### Goal of the exercise:
Identify the line that contains "Pick out each instance of the concrete" in the material. Output it and every line after it, unchanged, through the end.

──────

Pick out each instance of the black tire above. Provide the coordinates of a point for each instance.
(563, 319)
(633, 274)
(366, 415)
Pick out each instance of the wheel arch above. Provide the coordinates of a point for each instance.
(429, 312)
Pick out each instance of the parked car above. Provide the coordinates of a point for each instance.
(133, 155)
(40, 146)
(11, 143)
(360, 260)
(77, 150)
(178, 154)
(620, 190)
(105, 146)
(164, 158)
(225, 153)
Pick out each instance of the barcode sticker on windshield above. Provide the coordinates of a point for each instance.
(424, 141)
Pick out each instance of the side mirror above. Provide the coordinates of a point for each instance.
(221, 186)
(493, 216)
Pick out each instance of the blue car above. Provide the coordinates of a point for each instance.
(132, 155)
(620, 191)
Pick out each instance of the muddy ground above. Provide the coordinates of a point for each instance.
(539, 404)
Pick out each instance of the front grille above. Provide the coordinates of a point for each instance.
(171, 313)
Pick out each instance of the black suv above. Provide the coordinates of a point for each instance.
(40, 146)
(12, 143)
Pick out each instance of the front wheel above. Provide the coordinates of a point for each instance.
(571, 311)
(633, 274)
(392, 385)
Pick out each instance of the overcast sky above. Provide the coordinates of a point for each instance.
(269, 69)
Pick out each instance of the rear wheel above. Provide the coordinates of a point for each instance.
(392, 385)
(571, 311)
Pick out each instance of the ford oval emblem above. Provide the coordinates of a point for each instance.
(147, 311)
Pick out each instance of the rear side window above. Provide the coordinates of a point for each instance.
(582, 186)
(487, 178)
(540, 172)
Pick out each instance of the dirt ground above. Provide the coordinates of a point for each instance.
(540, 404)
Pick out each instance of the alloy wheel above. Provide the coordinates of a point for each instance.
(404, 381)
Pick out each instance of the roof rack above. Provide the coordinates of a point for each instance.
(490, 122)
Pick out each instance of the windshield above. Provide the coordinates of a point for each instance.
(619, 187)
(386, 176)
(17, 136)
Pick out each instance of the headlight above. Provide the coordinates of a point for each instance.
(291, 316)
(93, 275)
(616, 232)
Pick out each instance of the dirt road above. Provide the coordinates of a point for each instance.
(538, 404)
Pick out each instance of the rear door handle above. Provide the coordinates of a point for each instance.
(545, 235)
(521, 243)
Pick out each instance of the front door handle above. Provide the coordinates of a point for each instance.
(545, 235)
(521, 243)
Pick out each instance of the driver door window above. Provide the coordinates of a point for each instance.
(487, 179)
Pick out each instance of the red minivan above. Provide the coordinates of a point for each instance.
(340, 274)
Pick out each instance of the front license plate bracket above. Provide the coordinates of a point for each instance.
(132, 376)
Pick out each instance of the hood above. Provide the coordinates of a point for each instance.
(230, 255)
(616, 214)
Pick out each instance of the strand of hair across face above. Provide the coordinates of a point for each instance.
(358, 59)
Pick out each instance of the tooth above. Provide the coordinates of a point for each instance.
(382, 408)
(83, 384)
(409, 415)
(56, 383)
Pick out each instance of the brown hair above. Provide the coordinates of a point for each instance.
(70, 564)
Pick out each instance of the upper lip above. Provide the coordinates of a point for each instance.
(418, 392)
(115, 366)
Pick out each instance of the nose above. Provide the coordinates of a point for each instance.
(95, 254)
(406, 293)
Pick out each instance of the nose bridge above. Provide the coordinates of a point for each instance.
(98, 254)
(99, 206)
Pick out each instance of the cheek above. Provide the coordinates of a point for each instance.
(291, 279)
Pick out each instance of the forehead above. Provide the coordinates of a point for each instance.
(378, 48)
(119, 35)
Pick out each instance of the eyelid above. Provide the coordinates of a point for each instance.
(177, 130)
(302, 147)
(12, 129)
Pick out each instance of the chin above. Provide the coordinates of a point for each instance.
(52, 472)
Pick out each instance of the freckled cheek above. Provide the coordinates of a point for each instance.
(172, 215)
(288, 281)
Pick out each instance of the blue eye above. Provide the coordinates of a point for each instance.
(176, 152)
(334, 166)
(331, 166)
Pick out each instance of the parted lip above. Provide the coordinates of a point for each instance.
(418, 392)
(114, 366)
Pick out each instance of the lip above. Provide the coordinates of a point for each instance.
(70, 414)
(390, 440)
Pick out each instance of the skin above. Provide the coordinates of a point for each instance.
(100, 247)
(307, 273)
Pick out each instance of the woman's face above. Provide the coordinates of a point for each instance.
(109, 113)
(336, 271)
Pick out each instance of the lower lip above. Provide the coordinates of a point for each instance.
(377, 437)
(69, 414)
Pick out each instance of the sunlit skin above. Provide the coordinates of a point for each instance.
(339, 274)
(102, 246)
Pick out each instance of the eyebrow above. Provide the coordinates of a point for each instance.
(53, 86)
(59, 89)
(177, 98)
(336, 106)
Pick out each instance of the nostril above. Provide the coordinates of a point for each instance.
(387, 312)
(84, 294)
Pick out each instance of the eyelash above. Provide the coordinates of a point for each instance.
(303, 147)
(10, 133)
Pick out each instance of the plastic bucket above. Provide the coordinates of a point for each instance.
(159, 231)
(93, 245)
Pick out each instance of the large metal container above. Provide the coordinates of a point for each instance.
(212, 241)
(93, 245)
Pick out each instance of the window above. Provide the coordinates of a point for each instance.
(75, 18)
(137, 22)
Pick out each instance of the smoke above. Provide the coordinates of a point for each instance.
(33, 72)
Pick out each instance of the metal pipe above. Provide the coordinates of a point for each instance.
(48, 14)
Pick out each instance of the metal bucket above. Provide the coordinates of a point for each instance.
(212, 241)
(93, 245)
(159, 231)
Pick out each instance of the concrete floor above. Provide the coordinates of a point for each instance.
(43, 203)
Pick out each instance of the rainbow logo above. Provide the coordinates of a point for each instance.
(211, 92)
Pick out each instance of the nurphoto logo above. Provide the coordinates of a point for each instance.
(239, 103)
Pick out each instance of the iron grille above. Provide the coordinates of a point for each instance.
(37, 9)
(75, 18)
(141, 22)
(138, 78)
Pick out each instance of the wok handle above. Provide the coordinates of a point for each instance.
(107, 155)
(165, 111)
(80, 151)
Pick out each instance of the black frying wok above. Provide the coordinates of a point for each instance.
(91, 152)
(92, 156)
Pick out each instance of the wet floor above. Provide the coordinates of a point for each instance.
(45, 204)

──────

### Solution to this problem:
Pick out each instance of the concrete floor above. Provide the coordinates of a point for each instance.
(43, 203)
Pick out each instance of the rainbow logo above. Provide the coordinates of a point for each instance.
(211, 92)
Pick out each instance of the nurphoto logo above. Provide the coordinates of a point for each instance.
(239, 103)
Pick out each instance of the iron grille above. Provide the coordinates of a point for each instance.
(37, 9)
(75, 18)
(141, 22)
(138, 78)
Pick out each instance of the wok handle above. Provide the coordinates of a point for each instance.
(107, 155)
(165, 111)
(80, 151)
Pick out each instance of the black frying wok above. Provide the coordinates of a point for each instance.
(91, 152)
(92, 156)
Pick out each instance of the wet floor above. Provide the coordinates of a point for each instance.
(45, 204)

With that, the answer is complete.